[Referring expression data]

*****

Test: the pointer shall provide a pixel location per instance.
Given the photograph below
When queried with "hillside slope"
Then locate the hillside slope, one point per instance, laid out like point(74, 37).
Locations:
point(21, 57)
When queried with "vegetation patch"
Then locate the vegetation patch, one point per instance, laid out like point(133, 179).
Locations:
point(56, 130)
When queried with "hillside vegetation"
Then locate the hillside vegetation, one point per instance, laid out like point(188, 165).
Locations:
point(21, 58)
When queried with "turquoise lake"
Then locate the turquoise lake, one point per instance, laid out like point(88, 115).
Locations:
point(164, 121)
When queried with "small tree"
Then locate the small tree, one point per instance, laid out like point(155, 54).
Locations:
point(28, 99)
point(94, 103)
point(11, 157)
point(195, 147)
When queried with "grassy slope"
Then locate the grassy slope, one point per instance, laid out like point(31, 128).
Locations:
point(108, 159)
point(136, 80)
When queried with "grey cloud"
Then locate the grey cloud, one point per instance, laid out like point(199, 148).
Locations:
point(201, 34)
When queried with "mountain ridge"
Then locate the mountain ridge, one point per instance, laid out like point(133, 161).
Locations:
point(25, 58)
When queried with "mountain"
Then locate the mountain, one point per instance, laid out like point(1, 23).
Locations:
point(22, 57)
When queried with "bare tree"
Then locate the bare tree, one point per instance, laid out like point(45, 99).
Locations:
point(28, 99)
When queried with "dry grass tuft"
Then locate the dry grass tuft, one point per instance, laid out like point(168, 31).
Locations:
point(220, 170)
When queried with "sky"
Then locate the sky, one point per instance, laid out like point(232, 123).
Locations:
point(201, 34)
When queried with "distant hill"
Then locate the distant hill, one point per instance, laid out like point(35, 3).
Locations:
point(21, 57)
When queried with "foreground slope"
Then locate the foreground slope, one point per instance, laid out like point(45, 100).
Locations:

*****

- How to complete this task: Transcribe every record above exactly as written.

- Result below:
Test: the pointer shall provide a pixel location per instance.
Given the photograph below
When queried with "hillside slope"
Then locate the hillside slope, one point per instance, laid out like point(74, 37).
Locations:
point(21, 57)
When queried with "vegetation patch"
Then locate the vegetation patch, one point per instance, laid out like point(133, 179).
Locations:
point(56, 130)
When queried with "hillside vegetation"
Then locate the hillside vegetation, one point per instance, laid out like point(188, 165).
Locations:
point(21, 58)
When queried with "turquoise lake"
Then locate the turquoise lake, one point per instance, laid out like point(88, 115).
Locations:
point(164, 121)
When queried with "small tree"
Then locate the small tree, one point per instance, laid out like point(155, 54).
Locations:
point(28, 99)
point(94, 103)
point(11, 157)
point(195, 147)
When queried with "grassy slope"
Then locate the grassy slope, one point per instance, laid out like point(31, 128).
Locations:
point(108, 159)
point(136, 80)
When queried with "grey cloud"
Then locate the grey cloud, one point per instance, laid out like point(199, 148).
Locations:
point(201, 34)
When queried with "mountain ridge"
Then locate the mountain ridge, one point per instance, laid out like point(133, 161).
Locations:
point(25, 58)
When queried with "mountain"
Then locate the mountain, one point per instance, laid out like point(1, 23).
Locations:
point(22, 57)
When queried with "bare tree"
Then locate the bare tree, one point per instance, laid out like point(45, 99).
Locations:
point(28, 99)
When queried with "dry grass tuft"
Then locate the dry grass tuft, one point per instance, laid out like point(168, 31).
Locations:
point(220, 170)
When queried with "sky"
Then locate the sky, one point per instance, laid out like point(232, 123).
Locations:
point(201, 34)
When queried with "distant hill"
Then locate the distant hill, one point per instance, laid out like point(35, 3).
Locations:
point(21, 57)
When queried with "foreground slope"
Then locate the foreground slope, one point per instance, laid out like point(45, 100).
Locations:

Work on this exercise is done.